ARTICOLO:
__________________________________________________

Scene da “Freud, l’ultima analisi”

a cura di Italo Grasso, classe 5ªS1

Freud, l’ultima analisi, terzo dei quattro film della rassegna “Buio in sala!”, organizzata dalle Classi Quinte del Liceo Scientifico, è un film pubblicato nel 2023 e diretto dal regista americano Matt Brown. La pellicola è l’adattamento cinematografico dell’omonimo dramma di Mark St. Germain, a sua volta tratto dal saggio The Question of God di Armand Nicholi. La trama verte attorno all’incontro, in realtà mai avvenuto, tra due delle più brillanti menti del XX secolo: da un lato Sigmund Freud, neurologo, psicanalista e filosofo austriaco, nonché fondatore della psicanalisi, dall’altro Clive Staples Lewis, scrittore, saggista e teologo britannico, nonché uno dei padri della narrativa fantasy. Il film è ambientato a Londra il 3 settembre 1939, due giorni dopo l’invasione da parte di Hitler della Polonia che portò allo scoppio della seconda guerra mondiale. Nella capitale britannica, dove Freud si trasferì per sfuggire alle persecuzioni contro gli ebrei in seguito all’annessione dell’Austria al Terzo Reich, egli avrebbe effettivamente ricevuto la visita di un assistente di Oxford, ma è improbabile che si trattasse dello scrittore irlandese. Nonostante ciò, essa ha fornito lo spunto che ha portato alla realizzazione di quest’opera che ci permette di osservare da vicino queste due affascinanti personalità. Freud, interpretato magistralmente da Anthony Hopkins, è ormai al termine della sua vita, alla quale porrà fine definitivamente 20 giorni dopo, consumato da un carcinoma alla bocca, e ciò contribuisce alla rappresentazione del personaggio in chiave molto intima e umana. Lewis, d’altro canto, interpretato da Matthew Goode, non ha ancora scritto il capolavoro che gli consegnerà fama internazionale, ed è spesso sopraffatto dall’ingombrante personalità dell’interlocutore. Il motivo dell’incontro sarebbe la pubblicazione, da parte di Lewis di Le due vie del pellegrino, opera moraleggiante e dall’impostazione allegorica con cui prova a raccontare la sua conversione ad una convinta fede cattolica. Il testo raggiungerebbe così la scrivania di Freud, che lo invita a casa propria per discuterne il contenuto.

__________________________________________________

MATERIALE ESTRATTO:

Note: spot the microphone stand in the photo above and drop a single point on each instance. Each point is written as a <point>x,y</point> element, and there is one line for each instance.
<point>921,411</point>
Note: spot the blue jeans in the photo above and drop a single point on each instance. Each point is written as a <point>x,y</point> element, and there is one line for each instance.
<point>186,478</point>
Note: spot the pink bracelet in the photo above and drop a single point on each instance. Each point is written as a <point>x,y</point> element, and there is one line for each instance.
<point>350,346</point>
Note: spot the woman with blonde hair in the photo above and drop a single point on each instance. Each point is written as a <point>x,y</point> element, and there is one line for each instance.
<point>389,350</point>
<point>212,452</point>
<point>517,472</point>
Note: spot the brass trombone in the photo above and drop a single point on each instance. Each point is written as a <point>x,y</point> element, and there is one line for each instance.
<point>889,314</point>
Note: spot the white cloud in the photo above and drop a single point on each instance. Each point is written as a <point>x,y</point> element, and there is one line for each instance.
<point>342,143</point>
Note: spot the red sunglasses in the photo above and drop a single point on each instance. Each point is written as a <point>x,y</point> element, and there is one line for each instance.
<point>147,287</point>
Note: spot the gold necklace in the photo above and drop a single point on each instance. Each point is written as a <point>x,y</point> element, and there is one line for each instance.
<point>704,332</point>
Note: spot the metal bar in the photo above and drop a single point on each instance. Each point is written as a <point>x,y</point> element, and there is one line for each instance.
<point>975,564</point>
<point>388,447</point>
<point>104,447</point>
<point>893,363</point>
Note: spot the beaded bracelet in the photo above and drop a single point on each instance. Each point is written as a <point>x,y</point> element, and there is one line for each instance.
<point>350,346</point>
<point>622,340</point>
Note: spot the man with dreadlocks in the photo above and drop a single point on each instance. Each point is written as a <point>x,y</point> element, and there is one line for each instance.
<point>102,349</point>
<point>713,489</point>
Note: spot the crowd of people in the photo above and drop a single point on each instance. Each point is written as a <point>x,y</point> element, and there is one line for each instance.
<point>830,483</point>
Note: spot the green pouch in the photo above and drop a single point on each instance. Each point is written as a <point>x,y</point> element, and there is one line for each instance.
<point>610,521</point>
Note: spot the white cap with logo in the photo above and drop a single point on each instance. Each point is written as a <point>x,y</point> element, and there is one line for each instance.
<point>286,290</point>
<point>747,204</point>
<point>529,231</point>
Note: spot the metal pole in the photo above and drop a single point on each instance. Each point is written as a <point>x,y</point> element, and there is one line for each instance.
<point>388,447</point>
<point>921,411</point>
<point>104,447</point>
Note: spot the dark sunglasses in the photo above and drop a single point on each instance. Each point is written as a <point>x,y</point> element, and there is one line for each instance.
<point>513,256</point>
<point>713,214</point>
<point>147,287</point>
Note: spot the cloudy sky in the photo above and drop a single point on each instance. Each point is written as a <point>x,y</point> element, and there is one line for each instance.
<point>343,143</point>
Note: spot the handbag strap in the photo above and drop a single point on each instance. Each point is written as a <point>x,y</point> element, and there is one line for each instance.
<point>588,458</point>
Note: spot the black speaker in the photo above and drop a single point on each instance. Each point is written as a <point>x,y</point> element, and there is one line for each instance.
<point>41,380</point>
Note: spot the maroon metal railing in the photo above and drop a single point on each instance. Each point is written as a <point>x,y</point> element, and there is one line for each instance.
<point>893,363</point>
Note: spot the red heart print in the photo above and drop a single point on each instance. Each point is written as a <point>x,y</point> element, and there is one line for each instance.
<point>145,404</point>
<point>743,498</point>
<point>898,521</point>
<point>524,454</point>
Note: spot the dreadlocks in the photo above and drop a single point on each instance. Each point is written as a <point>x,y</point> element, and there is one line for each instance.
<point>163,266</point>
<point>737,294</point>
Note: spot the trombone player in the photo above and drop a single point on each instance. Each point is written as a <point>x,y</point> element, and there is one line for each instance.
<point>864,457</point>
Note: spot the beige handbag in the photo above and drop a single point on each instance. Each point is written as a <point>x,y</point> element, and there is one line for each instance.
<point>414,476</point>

__________________________________________________

CONSEGNE:
1. Per ciascuna affermazione indica se concorda con l'articolo sul film «Freud, l'ultima analisi», rispondendo sì o no e citando le parole dell'articolo che lo dimostrano. (a) Il film è diretto da Matt Brown. (b) Il film è ambientato a Londra il 1° settembre 1939. (c) Nel film Lewis ha già scritto l'opera che lo renderà famoso nel mondo.
2. Scrivi il seguito dell'articolo sul film «Freud, l'ultima analisi», partendo dopo la sua ultima frase.

RISPOSTE:
1.
(a) Sì: «diretto dal regista americano Matt Brown».
(b) No: «Il film è ambientato a Londra il 3 settembre 1939».
(c) No: «non ha ancora scritto il capolavoro che gli consegnerà fama internazionale».

2.
Emerge dunque chiaramente il primo dei numerosi temi di carattere esistenziale che domineranno la fervida e stimolante discussione: Freud è infatti un ateo convinto, e si è espresso fortemente nel corso della sua carriera nei confronti della religione, definendola “nevrosi ossessiva universale dell’umanità”, legata ad un profondo desiderio dell’uomo di trovare una figura “paterna” nella quale cercare rifugio dalla crudeltà del fato e della vita. Lewis, invece, dopo una fase di ateismo razionalistico e idealistico professato e vissuto, è giunto, grazie anche all’intercessione di alcuni amici tra cui il celebre J. R. R. Tolkien, alla conversione, raccontata anche nella sua autobiografia, che ha fatto nascere in lui una forte fede cristiana, legata ad un meticoloso studio dei testi sacri che vediamo anche nel corso del film. Le posizioni dunque diametralmente opposte dei due protagonisti sono così accompagnate da numerosi flashback, che ci permettono di esplorare da vicino gli eventi salienti delle loro vite e comprendere meglio le peculiari conseguenze che hanno avuto sulle rispettive visioni della vita.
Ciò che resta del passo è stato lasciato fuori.